── EXERCISE TEXT ──

Savage Chickens is a webcomic created by Canadian cartoonist Doug Savage. It is a single panel comic drawn on yellow sticky notes, often featuring alternative humor. Savage Chickens has existed since 31 January 2005 and it contains at least a thousand comics. The page is generally updated daily Monday through Friday. Whereas situations in the comic are primarily carried out through cartoon chickens, other characters, such as Timmy the tasteless tofu, and a mock-up robot boss named PROD3000 are integral characters. Savage supplements his cartooning income with a day job, and has claimed that by day he "edits software manuals in the dark recesses of a giant corporation".

==Characters and themes==
Almost all characters in the strip are chickens, which have no names or genders. Savage states that the characters can be anybody, allowing readers to "map their own lives onto" the strips, making the relationship jokes flexible for everybody. Otherwise, there is a large cast of non-chicken recurring characters, such as Timmy the tasteless tofu, who often engages in lewd thinking or activities, PROD3000, who portrays a satiric-hyperbolic view of a workplace manager, Worm, an alcoholic bug attorney, and a cast of mutants possessing seemingly useless powers. There are also multiple popular culture references, including Jason Voorhees, Alien, Star Wars, Mr. T, U2's The Edge, Sigmund Freud, and Chuck Norris, along with other popular movies and actors.

Mocking the corporate world is a regular theme of Savage Chickens. Savage states that he finds corporations interesting, "because they're perceived as these monolithic impersonal structures, but they are created by and composed of individual people. People with dreams and hopes and aspirations." The boss character, PROD3000, "is a robot that they themselves created. The corporation is a monster, but it's a monster of our own creation."

==Acclaim==
Savage Chickens has garnered some critical acclaim. The strip was nominated for Best Comic Strip at the 2006 Weblog Awards, and nominated for “Outstanding Single Panel Comic” for the 2006 Web Cartoonists’ Choice Awards. A comic review site, The Webcomic Overlook, gave it five stars out of five. A 2009 article reported that the site received about 10,000 views each day.

Savage produced a stop-animation style music video in the artistic style of Savage Chickens for a contest to make a music video for singer-songwriter Laura Veirs. Savage's video, which took two weeks to make, won the contest, and the video contest also attracted readers to the comic.

==Books==
In 2011 a selection of the cartoons were published in a book titled Savage Chickens: A Survival Kit for Life in the Coop.

Savage also created a children's graphic novel, Laser Moose and Rabbit Boy, based on the Laser Moose character from Savage Chickens, which has had two sequels.

───
── DATA ──

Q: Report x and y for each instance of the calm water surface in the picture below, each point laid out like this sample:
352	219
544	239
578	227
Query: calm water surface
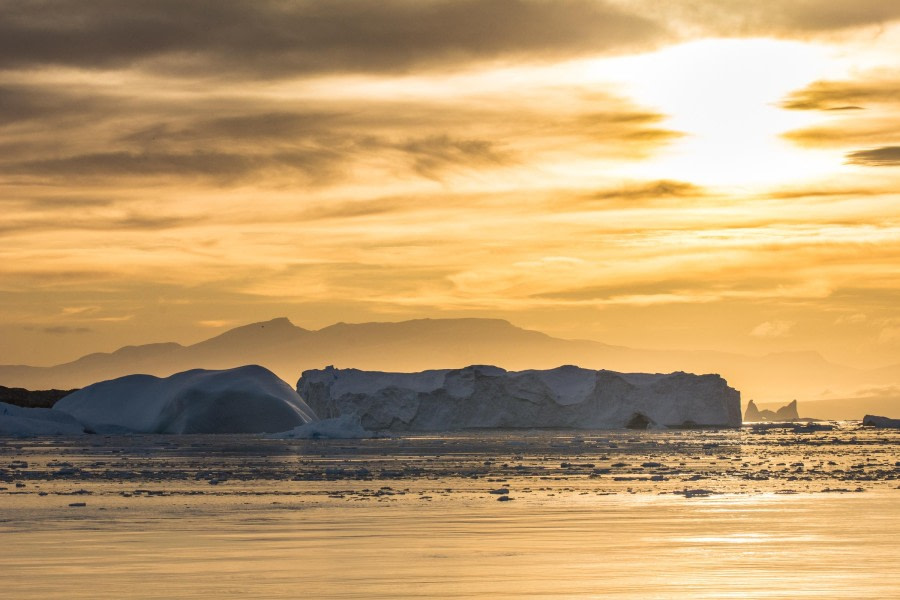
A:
161	529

───

TASK TO CARRY OUT - Copy the Savage Chickens text between "Savage produced a" and "had two sequels.", inclusive, swapping each "contest" for "competition".

TASK RESPONSE -
Savage produced a stop-animation style music video in the artistic style of Savage Chickens for a competition to make a music video for singer-songwriter Laura Veirs. Savage's video, which took two weeks to make, won the competition, and the video competition also attracted readers to the comic.

==Books==
In 2011 a selection of the cartoons were published in a book titled Savage Chickens: A Survival Kit for Life in the Coop.

Savage also created a children's graphic novel, Laser Moose and Rabbit Boy, based on the Laser Moose character from Savage Chickens, which has had two sequels.